Exercise: For any picture in the lines below, please leave it out and copy the rest exactly.

==================================================

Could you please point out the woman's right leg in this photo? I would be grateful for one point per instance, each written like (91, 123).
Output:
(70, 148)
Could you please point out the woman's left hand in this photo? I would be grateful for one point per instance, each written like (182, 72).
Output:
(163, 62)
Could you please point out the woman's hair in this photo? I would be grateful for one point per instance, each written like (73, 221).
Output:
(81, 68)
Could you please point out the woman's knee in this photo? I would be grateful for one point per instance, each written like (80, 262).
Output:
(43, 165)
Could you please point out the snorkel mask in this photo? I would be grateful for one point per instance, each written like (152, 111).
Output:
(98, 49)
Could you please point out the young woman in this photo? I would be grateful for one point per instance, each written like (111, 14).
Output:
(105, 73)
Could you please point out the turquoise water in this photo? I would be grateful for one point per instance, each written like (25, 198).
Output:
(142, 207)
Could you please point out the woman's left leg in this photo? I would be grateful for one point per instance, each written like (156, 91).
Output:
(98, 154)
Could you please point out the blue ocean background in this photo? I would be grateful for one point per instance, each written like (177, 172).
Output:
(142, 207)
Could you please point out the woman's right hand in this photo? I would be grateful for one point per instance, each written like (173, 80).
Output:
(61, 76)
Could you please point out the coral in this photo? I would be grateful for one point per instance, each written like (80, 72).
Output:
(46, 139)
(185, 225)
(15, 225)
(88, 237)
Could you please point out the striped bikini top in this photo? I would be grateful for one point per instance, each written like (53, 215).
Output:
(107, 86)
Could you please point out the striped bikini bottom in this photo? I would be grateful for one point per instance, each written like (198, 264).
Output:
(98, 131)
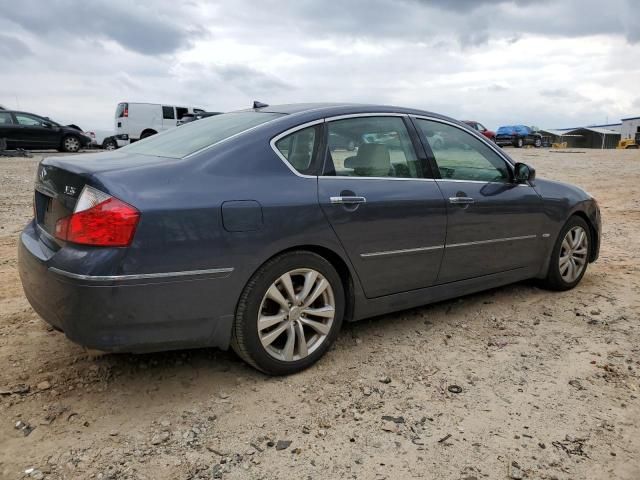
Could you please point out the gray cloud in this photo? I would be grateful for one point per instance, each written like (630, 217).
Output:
(150, 28)
(468, 58)
(12, 48)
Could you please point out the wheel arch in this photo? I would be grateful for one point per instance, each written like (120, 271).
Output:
(593, 246)
(337, 261)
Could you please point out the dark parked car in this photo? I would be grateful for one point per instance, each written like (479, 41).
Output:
(518, 136)
(246, 230)
(29, 131)
(490, 134)
(191, 117)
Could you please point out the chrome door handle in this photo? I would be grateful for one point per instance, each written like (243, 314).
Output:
(347, 200)
(461, 200)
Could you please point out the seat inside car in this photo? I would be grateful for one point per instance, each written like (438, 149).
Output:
(372, 160)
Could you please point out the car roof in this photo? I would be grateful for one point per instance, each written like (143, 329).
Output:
(311, 111)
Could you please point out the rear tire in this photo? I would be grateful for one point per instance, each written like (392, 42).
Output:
(71, 144)
(568, 254)
(293, 335)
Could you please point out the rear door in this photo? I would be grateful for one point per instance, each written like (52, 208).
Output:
(390, 219)
(494, 225)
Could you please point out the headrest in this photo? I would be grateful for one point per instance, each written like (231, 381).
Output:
(372, 160)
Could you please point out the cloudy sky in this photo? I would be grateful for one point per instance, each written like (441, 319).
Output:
(548, 63)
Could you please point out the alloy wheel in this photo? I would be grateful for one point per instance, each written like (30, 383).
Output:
(573, 254)
(296, 314)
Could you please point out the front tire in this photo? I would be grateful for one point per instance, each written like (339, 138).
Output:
(289, 313)
(570, 255)
(71, 144)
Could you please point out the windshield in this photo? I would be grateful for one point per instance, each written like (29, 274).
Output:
(191, 137)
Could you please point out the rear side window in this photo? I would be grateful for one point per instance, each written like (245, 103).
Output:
(461, 156)
(5, 118)
(167, 113)
(120, 109)
(371, 147)
(194, 136)
(28, 120)
(181, 111)
(300, 148)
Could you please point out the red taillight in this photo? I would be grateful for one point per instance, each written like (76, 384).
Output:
(99, 219)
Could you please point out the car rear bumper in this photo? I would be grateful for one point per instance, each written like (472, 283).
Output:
(127, 313)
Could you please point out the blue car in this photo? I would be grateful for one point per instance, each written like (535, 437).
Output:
(246, 230)
(518, 136)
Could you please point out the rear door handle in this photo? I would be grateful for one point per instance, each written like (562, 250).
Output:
(347, 200)
(461, 200)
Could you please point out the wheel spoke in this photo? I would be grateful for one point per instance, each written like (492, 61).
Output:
(269, 338)
(319, 327)
(579, 261)
(274, 294)
(325, 312)
(266, 321)
(320, 287)
(309, 281)
(288, 287)
(290, 345)
(303, 350)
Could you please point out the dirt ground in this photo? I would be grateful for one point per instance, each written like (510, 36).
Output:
(549, 381)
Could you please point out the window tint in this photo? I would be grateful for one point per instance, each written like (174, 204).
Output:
(461, 156)
(300, 149)
(180, 111)
(28, 120)
(167, 113)
(5, 118)
(194, 136)
(371, 147)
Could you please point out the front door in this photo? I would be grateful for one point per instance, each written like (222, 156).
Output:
(494, 224)
(389, 218)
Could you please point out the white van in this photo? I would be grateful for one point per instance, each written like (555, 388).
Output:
(135, 121)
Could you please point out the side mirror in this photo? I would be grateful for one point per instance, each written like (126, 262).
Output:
(524, 173)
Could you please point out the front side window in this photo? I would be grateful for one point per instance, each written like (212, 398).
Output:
(194, 136)
(5, 118)
(461, 156)
(167, 113)
(300, 148)
(28, 120)
(371, 147)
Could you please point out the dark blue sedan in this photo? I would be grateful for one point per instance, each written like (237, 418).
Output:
(247, 230)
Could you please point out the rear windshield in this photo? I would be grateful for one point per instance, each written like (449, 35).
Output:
(120, 110)
(186, 139)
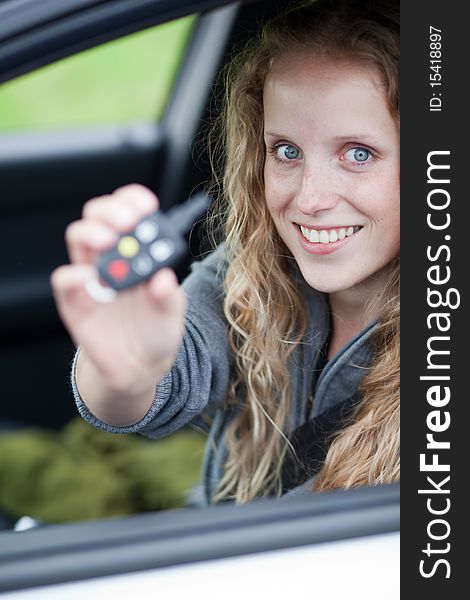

==================================================

Written reply:
Could you please point out the woman's right leg in this photo? I would be grateful for one point per instance, each written like (91, 123).
Output:
(70, 148)
Could you please point out the woman's left hand in this photo? I would be grateful for one point per instance, each written like (182, 72).
Output:
(163, 62)
Could you please point out the woman's hair in this photo? I would be grateful for one point per instance, each written like (73, 221).
Output:
(81, 68)
Could you please point out the woman's knee in this photo? I would be grateful for one point per instance, each written like (80, 262).
Output:
(43, 165)
Could you please point out the snorkel mask in this photo? I would be grateful for one point per instance, each written like (152, 111).
Output:
(98, 49)
Could you please point out the young woman in this photo? I would be grateful for one point per instance, each written like (111, 14).
Output:
(105, 73)
Could you please point out the turquoise water in this photo? I would be grateful for one point per instance, each written like (25, 198).
Output:
(142, 207)
Could you please point out the woman's left leg in this photo? I would be grateful for one point per instance, each written like (156, 91).
Output:
(98, 154)
Could you please point out the blue ocean background in this photo? I would be grateful for one point per instance, each written like (177, 172).
Output:
(142, 207)
Could you please point out the woman's right hand in this photo? I would be grateful for one point per instance, each written like (173, 80).
Output:
(61, 76)
Could you please point out the coral in this photo? I would be grateful for one point per instance, each written like (80, 72).
Output:
(46, 139)
(185, 225)
(15, 225)
(88, 237)
Could you please point out the striped bikini top in this photo? I would be grateful for one point per instance, each written like (53, 215).
Output:
(107, 86)
Could you please point out the striped bikini bottom in this photo? I would be grateful for one point per instance, each written like (198, 264).
Output:
(98, 131)
Could you please point out the gray cloud in this photo? I would be grateful for one point per instance, each written like (630, 217).
Output:
(150, 28)
(468, 58)
(12, 48)
Could you please point out the wheel arch in this photo? I would be grateful for one point per instance, each written like (120, 271).
Output:
(593, 246)
(337, 261)
Could you please point out the dark parked car in this photo? I would be grateful for one point per instance, each written like (479, 41).
Output:
(518, 136)
(246, 230)
(29, 131)
(490, 134)
(191, 117)
Could you please point out the chrome door handle in this photo? I would be grateful for one point per instance, each written like (243, 314).
Output:
(347, 200)
(461, 200)
Could you please point out the seat inside car in this photo? I would be grateful for one point per instance, each written like (438, 149).
Output:
(372, 160)
Could you please point out the car roof in this photo? I would be grateful for one point per instance, each written like (143, 329).
Output:
(311, 111)
Could you please point out the rear tire in this photo? I would be grateful for one point per instance, each written like (392, 42).
Output:
(71, 144)
(568, 254)
(293, 335)
Could you please point out the rear door in this photo? I would be grateful for one point per instance, each written like (52, 208).
Output:
(390, 219)
(494, 225)
Could you please point out the headrest in this photo? I would be grateful for one point per instance, each written like (231, 381).
Output:
(372, 160)
Could you please point out the cloudy sky in this photo? I would be grateful for one point per instance, each written like (441, 319).
Output:
(548, 63)
Could you please point out the alloy wheel in this photo? I would be grateful for one point per instance, each written like (30, 383).
Output:
(573, 254)
(296, 314)
Could you please point out the front tire in this photo? I would be grateful for one point per instance, each written like (339, 138).
Output:
(289, 313)
(570, 255)
(71, 144)
Could you please point out the windshield in this photo? I would be grateful for one point per instance, each written like (29, 274).
Output:
(191, 137)
Could you please point out the rear side window in this photo? I would be grateful for one point per instance, each written like (245, 103).
Output:
(461, 156)
(5, 118)
(167, 113)
(120, 109)
(371, 147)
(194, 136)
(28, 120)
(181, 111)
(300, 148)
Could you please point out the red taillight in this photo? I would be grateful for one point per instance, each written like (76, 384).
Output:
(99, 219)
Could you please point out the car rear bumper in this photo? I would be grateful for one point per instance, each written like (472, 283).
Output:
(127, 313)
Could you please point out the blue car in this photo? I would be grateful for one point per instance, each written like (535, 437).
Output:
(246, 230)
(518, 136)
Could you please point out the rear door handle in this photo? I would be grateful for one point per instance, each written like (562, 250).
Output:
(347, 200)
(461, 200)
Could you please point out the wheel spoke in this photo? I would be grateful for one point per instance, each written like (492, 61).
Output:
(269, 338)
(319, 327)
(579, 261)
(274, 294)
(325, 312)
(266, 321)
(320, 287)
(309, 281)
(288, 287)
(290, 345)
(303, 350)
Could you please point out the dirt ground in this photo? I would be grateful for one point per instance, each written like (510, 36).
Output:
(549, 381)
Could you please point out the window tint in this photo? I would be grateful for one point per instance, each written like (174, 204).
Output:
(461, 156)
(300, 149)
(180, 111)
(28, 120)
(167, 113)
(5, 118)
(194, 136)
(371, 147)
Could you please point out the front door in this photo? I would be grateful for one point per instance, each written like (222, 156).
Output:
(494, 224)
(389, 218)
Could you please point out the white van in this photo? I would be grateful for one point per instance, each written like (555, 388).
Output:
(135, 121)
Could you please point out the side mirror in this photo? I would be grateful for one point per instance, each written like (126, 262).
Output:
(524, 173)
Could you please point out the front side window in this photo? I would be grateful for one point per instance, each written like (212, 398).
Output:
(194, 136)
(5, 118)
(461, 156)
(167, 113)
(300, 148)
(28, 120)
(371, 147)
Could you please point out the dark blue sedan in this photo? I would be grateful for one point per instance, each written like (237, 418).
Output:
(247, 230)
Could you please point out the rear windshield in this photo? I would be grateful for one point per instance, each written like (449, 35).
Output:
(120, 110)
(186, 139)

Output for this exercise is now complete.